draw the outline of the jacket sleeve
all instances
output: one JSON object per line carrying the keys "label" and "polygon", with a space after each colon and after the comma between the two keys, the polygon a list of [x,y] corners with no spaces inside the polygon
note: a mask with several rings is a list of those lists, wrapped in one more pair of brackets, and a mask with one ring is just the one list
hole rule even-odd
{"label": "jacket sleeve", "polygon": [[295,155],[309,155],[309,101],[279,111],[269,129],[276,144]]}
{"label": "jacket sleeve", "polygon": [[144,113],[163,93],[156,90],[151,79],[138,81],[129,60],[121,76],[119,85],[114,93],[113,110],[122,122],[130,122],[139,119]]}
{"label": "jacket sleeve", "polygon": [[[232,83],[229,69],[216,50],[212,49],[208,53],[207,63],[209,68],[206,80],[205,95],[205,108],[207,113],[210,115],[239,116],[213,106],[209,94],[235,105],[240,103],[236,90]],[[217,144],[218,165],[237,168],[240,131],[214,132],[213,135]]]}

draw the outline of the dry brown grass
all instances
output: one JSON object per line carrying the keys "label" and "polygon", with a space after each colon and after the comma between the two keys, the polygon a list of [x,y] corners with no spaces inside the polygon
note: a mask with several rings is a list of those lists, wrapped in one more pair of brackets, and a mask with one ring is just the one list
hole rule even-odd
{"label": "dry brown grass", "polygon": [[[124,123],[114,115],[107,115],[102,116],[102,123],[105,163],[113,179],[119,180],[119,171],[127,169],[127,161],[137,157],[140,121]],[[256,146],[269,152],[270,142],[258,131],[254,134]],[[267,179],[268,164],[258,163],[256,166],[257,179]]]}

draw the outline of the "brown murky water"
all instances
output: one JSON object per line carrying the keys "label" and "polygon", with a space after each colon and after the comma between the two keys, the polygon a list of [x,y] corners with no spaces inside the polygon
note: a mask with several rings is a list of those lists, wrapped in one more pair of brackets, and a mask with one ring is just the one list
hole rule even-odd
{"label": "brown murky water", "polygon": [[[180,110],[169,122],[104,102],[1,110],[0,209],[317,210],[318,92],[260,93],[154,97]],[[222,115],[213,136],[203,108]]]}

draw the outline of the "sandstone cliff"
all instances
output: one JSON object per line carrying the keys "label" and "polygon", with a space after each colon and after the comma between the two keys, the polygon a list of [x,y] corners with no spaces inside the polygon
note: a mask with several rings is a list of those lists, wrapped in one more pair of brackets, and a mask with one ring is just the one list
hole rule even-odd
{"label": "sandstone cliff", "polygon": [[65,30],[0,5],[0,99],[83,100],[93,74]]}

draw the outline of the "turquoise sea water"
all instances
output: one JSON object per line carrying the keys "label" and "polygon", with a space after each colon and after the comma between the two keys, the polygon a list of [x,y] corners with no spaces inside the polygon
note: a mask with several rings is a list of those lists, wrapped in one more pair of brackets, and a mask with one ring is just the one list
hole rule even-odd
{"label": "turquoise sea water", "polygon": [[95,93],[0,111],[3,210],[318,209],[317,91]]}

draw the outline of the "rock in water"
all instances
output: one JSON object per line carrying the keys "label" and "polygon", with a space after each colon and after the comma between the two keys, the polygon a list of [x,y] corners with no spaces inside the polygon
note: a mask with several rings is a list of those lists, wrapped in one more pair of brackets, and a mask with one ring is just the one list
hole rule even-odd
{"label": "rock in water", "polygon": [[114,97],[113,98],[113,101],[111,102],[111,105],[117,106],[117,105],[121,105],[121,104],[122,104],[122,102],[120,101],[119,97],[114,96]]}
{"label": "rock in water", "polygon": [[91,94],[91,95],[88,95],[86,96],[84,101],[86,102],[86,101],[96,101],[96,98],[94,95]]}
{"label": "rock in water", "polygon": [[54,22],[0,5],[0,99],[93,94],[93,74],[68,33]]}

____

» **What you are asked to do**
Retype the records above exactly.

» **Full output**
draw the outline of the jacket sleeve
all instances
output: one JSON object per line carrying the keys "label" and "polygon", with a space after each colon and after the comma between the two keys, the polygon a list of [x,y] corners with no spaces inside the polygon
note: a mask with several rings is a list of those lists, wrapped in one more pair of brackets, and a mask with one ring is just the one list
hole rule even-odd
{"label": "jacket sleeve", "polygon": [[295,155],[309,155],[309,101],[279,111],[269,129],[276,144]]}
{"label": "jacket sleeve", "polygon": [[144,113],[163,93],[156,90],[151,79],[138,81],[129,60],[121,76],[119,85],[114,93],[113,110],[122,122],[130,122],[139,119]]}
{"label": "jacket sleeve", "polygon": [[[232,83],[229,69],[216,50],[212,49],[208,53],[207,63],[209,68],[206,80],[205,95],[205,108],[207,113],[210,115],[239,116],[213,106],[209,94],[235,105],[240,103],[236,90]],[[217,144],[218,165],[237,168],[240,131],[214,132],[213,135]]]}

draw the outline of the dry brown grass
all instances
output: one JSON object per line carrying the keys "label" and "polygon", with a space after each colon and after the comma between the two keys, the polygon a list of [x,y] corners with no spaces inside the polygon
note: a mask with several rings is a list of those lists, wrapped in one more pair of brackets, and a mask with one ring is just the one list
hole rule even-odd
{"label": "dry brown grass", "polygon": [[[124,123],[114,115],[107,115],[102,116],[102,123],[105,163],[113,179],[119,180],[119,171],[127,169],[127,161],[137,157],[140,121]],[[256,146],[269,152],[270,142],[258,131],[254,134]],[[267,179],[268,164],[258,163],[256,166],[257,179]]]}

draw the outline of the "brown murky water"
all instances
output: one JSON object per line carrying the keys "label" and "polygon", with a space after each colon and after the comma between the two keys, the polygon a list of [x,y] corners with no spaces inside the polygon
note: a mask with several rings is a list of those lists, wrapped in one more pair of brackets, and a mask with one ring is just the one list
hole rule even-odd
{"label": "brown murky water", "polygon": [[[180,110],[169,122],[104,102],[1,110],[0,209],[317,210],[318,92],[260,93],[154,97]],[[222,115],[213,136],[203,108]]]}

draw the outline of the "sandstone cliff"
all instances
output: one JSON object per line carrying the keys "label" and "polygon", with a space after each colon and after the comma between the two keys, the polygon a list of [x,y] corners with no spaces inside the polygon
note: a mask with several rings is a list of those lists, wrapped in one more pair of brackets, and a mask with one ring is just the one list
hole rule even-odd
{"label": "sandstone cliff", "polygon": [[65,30],[0,5],[0,99],[83,100],[93,74]]}

draw the outline of the "turquoise sea water"
all instances
output: one JSON object per line carrying the keys "label" and "polygon", with a space after each colon and after the comma between the two keys, the polygon a list of [x,y] corners with no spaces inside the polygon
note: a mask with several rings is a list of those lists, wrapped in one more pair of brackets, and a mask with one ring is just the one list
hole rule even-odd
{"label": "turquoise sea water", "polygon": [[95,93],[0,111],[3,210],[318,209],[317,91]]}

draw the outline of the "rock in water"
all instances
output: one JSON object per line carrying the keys "label" and "polygon", with a space after each colon and after the comma between the two keys, the polygon a list of [x,y] corners with no spaces inside the polygon
note: a mask with several rings is a list of those lists, wrapped in one more pair of brackets, and a mask with one ring is just the one list
hole rule even-odd
{"label": "rock in water", "polygon": [[114,97],[113,98],[113,101],[111,102],[111,105],[117,106],[117,105],[121,105],[121,104],[122,104],[122,102],[120,101],[119,97],[114,96]]}
{"label": "rock in water", "polygon": [[91,94],[91,95],[88,95],[86,96],[84,101],[86,102],[86,101],[96,101],[96,98],[94,95]]}
{"label": "rock in water", "polygon": [[54,22],[0,5],[0,99],[93,94],[93,74],[68,33]]}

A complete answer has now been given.